* _TASKS TO CARRY OUT_
(a) Reproduce word for word the part of the report on illegal mining in forest reserves that opens with the words containing "Officials say the" and closes with "have been polluted.".
(b) Answer these questions about the report on illegal mining in forest reserves, one per line, marking your answers the same way:
(i) Which division is asking for military and police help?
(ii) How many engines does a Champhi machine come with?
(iii) On which river do about 50 of the machines sit?
(c) Continue the report on illegal mining in forest reserves, picking up after its last sentence.

* _PAGE EXTRACT_
*****
Forestry services calls for police-military intervention to end illegal mining

Illegal miners have taken their operations into forest reserves in Ashanti region

The Forestry Services Division is asking for military and police assistance to curb the influx illegal miners in forest reserves in the Ashanti region.

Officials say the satiation has reached uncontrolled levels as the destruction of river bodies, aquatic life as well as plant worsens.

Water bodies which serve as the only source of drinking water for communities in Amansie Central and West, Atwima Nwabiagya, Ahafo Ano North Districts, among others, have been polluted.

Forestry officials are overwhelmed by the invasion of reserves by illegal miners who have mounted several Champhi machines, a Chinese-technology, on Aboabo, Offin and Odaw streams.

The widespread invasion is visible in Apraprama, Supima, Subin Shelter Belt, Disiri and Asenayo as well as Tano-Offin and  Prako Reserves and several others are under constant siege.

The Champhi comes with two engines one that powers the entire system and another that pumps water from and discharge waste into the stream.

About 50 of the machines manned by at least four men sit on the Odaw River within Odaw Forest Reserve in the Amansie Central District.

The once colourless stream now looks milky as the sound of Champhi continuously rams across the river.
*****
* _PROVIDED RECORDS_
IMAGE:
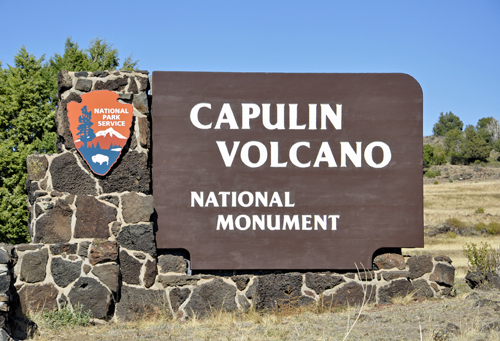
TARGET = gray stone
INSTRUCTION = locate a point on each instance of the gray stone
(130, 268)
(67, 176)
(141, 103)
(178, 296)
(422, 289)
(34, 265)
(5, 257)
(64, 136)
(211, 297)
(55, 225)
(117, 84)
(443, 275)
(143, 84)
(5, 280)
(397, 288)
(144, 131)
(109, 274)
(83, 251)
(419, 265)
(177, 280)
(91, 295)
(137, 208)
(139, 303)
(131, 174)
(113, 199)
(64, 81)
(277, 290)
(60, 248)
(36, 298)
(241, 281)
(93, 218)
(172, 263)
(138, 237)
(37, 167)
(150, 273)
(320, 283)
(84, 85)
(64, 272)
(102, 251)
(389, 261)
(351, 294)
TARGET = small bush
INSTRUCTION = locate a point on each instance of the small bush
(432, 173)
(451, 235)
(455, 222)
(481, 258)
(493, 228)
(64, 317)
(480, 226)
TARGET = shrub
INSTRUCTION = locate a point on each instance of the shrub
(481, 258)
(493, 228)
(432, 173)
(66, 318)
(455, 222)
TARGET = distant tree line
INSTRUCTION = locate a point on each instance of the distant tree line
(27, 108)
(462, 147)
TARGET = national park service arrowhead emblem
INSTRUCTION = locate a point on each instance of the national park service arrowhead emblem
(100, 126)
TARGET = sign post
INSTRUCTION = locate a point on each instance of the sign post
(286, 171)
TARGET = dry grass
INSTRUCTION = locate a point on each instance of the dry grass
(461, 200)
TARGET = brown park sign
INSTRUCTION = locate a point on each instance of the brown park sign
(286, 171)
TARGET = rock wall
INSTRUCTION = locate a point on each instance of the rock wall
(93, 241)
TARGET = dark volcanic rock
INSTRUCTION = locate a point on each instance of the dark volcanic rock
*****
* _RESULTS IN ORDER_
(a)
Officials say the satiation has reached uncontrolled levels as the destruction of river bodies, aquatic life as well as plant worsens.

Water bodies which serve as the only source of drinking water for communities in Amansie Central and West, Atwima Nwabiagya, Ahafo Ano North Districts, among others, have been polluted.

(b)
(i) The Forestry Services Division
(ii) Two
(iii) The Odaw River

(c)
Efforts by forestry officials to clamp down on the miners have been unsuccessful as they outwit the officers by swimming in the muddied water to escape.

Pursuing them comes at a cost to the Bekwai District Forestry office especially when there are no live jackets while small canoes are used to pursue the illegal miners.

Professional divers carry forestry officials on their back to be able to reach the other side of Aboabo River after using the canoe to cross the Odaw stream in pursuit of the miners.            

Nonetheless, officials persevered until they managed to set about 20 of the Champhi machines ablaze.

Assistant District Manager at Bekwai Forestry Office, Emmanuel Agyapong Donkor is overwhelmed by the development.

He says about four kilometers of the forest has been destroyed by the illegal miners.

“You have a lot of trees falling down because of the activities of the illegal miners and looking at the coloring of the river too, they’ve caused a lot of pollution to the water body. They have done a lot of damage to the water body,” he said.

Key and important plant species such as medicinal plants and game species have been lost as the destruction of the forest is so glare.

The Odaw River, which hitherto can be accessed on foot, has had its banks widened. This means one can only get to the other end of the river via canoe, boat or swim.

According to Mr. Agyapong, it will take a police-military intervention to flush out all illegal miners from the area.

“There is a lot of destruction caused to the Odaw Forest. The river course was not as wide as you see it [today] they have widened the banks of the river because the mineral resources are within the river banks.

“So what they do is they take the soils from the river banks and wash widening the course of the river. You these banks of the river are habitats for some of the tress and animals so we are losing all these diverse forms of species,” he said.

A distance from the river bank is Aborokyire, a small community whose inhabitants, hitherto, prided themselves as farmers.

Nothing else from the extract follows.